Identify every line of the items below that contains the string "screen" and copy each such line. Case counts, so match the letters' case exactly.

### ENTRIES PROVIDED

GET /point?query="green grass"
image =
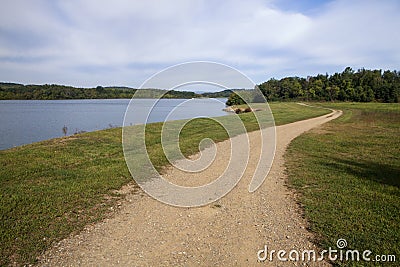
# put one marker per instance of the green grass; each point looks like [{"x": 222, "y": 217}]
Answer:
[
  {"x": 348, "y": 173},
  {"x": 54, "y": 188}
]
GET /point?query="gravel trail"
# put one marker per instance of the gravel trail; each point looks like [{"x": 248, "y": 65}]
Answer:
[{"x": 229, "y": 232}]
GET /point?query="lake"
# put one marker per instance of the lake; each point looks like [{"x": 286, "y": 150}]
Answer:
[{"x": 27, "y": 121}]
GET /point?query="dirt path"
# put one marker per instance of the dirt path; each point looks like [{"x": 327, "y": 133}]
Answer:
[{"x": 145, "y": 232}]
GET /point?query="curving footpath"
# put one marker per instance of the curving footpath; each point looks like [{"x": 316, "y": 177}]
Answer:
[{"x": 145, "y": 232}]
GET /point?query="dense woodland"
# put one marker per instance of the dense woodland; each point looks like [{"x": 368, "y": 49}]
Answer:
[
  {"x": 358, "y": 86},
  {"x": 53, "y": 91}
]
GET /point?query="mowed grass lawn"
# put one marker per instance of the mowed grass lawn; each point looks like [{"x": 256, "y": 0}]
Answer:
[
  {"x": 348, "y": 173},
  {"x": 54, "y": 188}
]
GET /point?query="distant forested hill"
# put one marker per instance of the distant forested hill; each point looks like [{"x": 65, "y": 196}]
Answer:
[
  {"x": 357, "y": 86},
  {"x": 53, "y": 92}
]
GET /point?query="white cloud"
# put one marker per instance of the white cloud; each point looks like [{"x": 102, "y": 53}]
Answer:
[{"x": 90, "y": 42}]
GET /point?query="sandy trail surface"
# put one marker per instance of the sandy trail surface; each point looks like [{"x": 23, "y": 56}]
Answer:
[{"x": 229, "y": 232}]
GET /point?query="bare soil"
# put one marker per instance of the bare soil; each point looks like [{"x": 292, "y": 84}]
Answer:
[{"x": 229, "y": 232}]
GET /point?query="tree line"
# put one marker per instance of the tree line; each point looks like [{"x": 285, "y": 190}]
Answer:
[
  {"x": 17, "y": 91},
  {"x": 356, "y": 86}
]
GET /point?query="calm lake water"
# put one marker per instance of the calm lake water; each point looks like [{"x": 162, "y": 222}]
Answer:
[{"x": 28, "y": 121}]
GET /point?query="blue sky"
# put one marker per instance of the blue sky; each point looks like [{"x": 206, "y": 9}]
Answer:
[{"x": 97, "y": 42}]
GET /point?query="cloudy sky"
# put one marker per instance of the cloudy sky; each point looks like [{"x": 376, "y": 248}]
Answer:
[{"x": 123, "y": 42}]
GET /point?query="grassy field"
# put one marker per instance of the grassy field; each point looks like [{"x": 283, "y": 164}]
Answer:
[
  {"x": 54, "y": 188},
  {"x": 348, "y": 173}
]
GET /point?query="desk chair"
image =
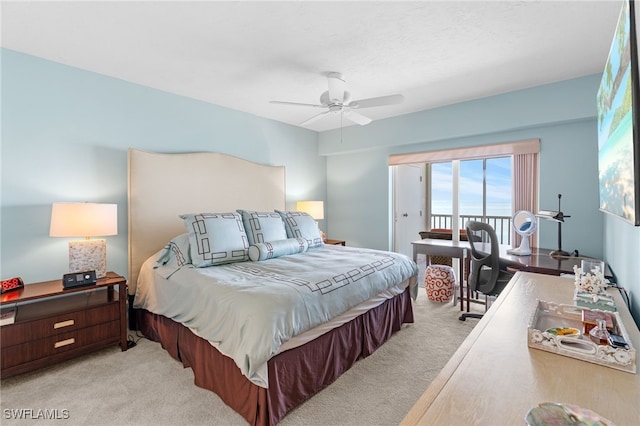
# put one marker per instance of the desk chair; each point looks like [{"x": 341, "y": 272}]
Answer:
[{"x": 485, "y": 274}]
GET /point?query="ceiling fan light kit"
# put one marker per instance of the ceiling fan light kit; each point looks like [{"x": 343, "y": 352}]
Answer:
[{"x": 338, "y": 100}]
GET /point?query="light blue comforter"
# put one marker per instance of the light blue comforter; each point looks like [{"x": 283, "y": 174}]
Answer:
[{"x": 249, "y": 309}]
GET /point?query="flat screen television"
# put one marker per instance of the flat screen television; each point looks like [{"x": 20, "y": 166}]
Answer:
[{"x": 618, "y": 107}]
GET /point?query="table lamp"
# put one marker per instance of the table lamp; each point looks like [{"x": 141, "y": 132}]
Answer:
[
  {"x": 85, "y": 220},
  {"x": 556, "y": 216},
  {"x": 315, "y": 209}
]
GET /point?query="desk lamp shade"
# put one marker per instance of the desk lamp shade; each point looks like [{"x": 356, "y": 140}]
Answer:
[
  {"x": 315, "y": 209},
  {"x": 85, "y": 220}
]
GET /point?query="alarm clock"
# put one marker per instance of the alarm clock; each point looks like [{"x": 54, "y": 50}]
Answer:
[{"x": 12, "y": 284}]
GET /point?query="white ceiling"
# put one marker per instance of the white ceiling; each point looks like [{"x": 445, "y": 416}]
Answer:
[{"x": 243, "y": 54}]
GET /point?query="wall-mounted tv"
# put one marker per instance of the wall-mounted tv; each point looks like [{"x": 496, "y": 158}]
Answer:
[{"x": 618, "y": 105}]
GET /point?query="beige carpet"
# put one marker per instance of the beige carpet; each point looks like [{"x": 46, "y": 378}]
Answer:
[{"x": 145, "y": 386}]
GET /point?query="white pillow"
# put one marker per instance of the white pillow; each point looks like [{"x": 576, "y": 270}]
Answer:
[
  {"x": 263, "y": 226},
  {"x": 216, "y": 238},
  {"x": 302, "y": 225},
  {"x": 273, "y": 249}
]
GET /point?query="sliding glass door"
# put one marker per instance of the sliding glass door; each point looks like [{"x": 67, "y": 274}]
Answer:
[{"x": 484, "y": 192}]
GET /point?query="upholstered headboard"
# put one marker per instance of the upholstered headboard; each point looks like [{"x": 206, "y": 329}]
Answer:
[{"x": 163, "y": 186}]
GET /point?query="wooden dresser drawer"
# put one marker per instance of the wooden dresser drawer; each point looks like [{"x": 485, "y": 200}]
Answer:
[
  {"x": 28, "y": 331},
  {"x": 108, "y": 332}
]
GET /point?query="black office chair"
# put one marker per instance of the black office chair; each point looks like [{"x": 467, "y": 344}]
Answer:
[{"x": 486, "y": 275}]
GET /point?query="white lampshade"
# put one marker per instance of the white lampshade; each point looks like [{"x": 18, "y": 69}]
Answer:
[
  {"x": 315, "y": 209},
  {"x": 85, "y": 220}
]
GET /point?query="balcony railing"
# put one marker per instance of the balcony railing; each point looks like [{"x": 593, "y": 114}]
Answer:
[{"x": 502, "y": 224}]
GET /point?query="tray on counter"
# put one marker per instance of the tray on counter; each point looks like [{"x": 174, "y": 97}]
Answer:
[{"x": 549, "y": 315}]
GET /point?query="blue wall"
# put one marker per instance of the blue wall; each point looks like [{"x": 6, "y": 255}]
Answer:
[
  {"x": 65, "y": 135},
  {"x": 562, "y": 115}
]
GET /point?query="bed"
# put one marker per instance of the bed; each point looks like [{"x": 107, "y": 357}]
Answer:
[{"x": 299, "y": 360}]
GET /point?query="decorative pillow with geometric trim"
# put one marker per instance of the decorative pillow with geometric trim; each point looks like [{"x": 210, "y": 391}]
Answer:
[
  {"x": 263, "y": 226},
  {"x": 216, "y": 238},
  {"x": 302, "y": 225},
  {"x": 273, "y": 249}
]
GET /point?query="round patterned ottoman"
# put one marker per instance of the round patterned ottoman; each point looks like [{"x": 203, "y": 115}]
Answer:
[{"x": 440, "y": 281}]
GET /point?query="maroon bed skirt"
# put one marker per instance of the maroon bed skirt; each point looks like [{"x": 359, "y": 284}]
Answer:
[{"x": 294, "y": 375}]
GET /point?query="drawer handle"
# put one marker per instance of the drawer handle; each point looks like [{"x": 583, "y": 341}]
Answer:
[
  {"x": 64, "y": 343},
  {"x": 62, "y": 324}
]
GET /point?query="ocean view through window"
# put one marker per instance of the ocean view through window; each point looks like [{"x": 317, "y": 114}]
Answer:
[{"x": 484, "y": 193}]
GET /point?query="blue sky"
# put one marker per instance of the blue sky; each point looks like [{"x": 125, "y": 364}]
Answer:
[{"x": 498, "y": 187}]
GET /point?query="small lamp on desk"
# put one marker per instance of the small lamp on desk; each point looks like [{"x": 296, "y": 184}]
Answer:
[
  {"x": 556, "y": 216},
  {"x": 85, "y": 220}
]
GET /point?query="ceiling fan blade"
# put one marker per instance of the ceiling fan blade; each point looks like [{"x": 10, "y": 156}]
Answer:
[
  {"x": 336, "y": 87},
  {"x": 296, "y": 104},
  {"x": 356, "y": 117},
  {"x": 314, "y": 118},
  {"x": 379, "y": 101}
]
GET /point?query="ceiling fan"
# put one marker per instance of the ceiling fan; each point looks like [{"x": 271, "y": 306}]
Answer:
[{"x": 338, "y": 100}]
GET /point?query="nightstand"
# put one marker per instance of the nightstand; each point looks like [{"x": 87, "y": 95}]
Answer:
[{"x": 58, "y": 324}]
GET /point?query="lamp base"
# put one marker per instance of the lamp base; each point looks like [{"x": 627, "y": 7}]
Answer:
[
  {"x": 88, "y": 255},
  {"x": 558, "y": 253}
]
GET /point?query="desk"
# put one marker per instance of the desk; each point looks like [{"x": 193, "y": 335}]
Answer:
[
  {"x": 494, "y": 378},
  {"x": 539, "y": 261}
]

######

SOLUTION FOR THIS EXERCISE:
GET /point?query="flat screen television"
# put one marker per instance of the flat screen television; each point looks like [{"x": 20, "y": 166}]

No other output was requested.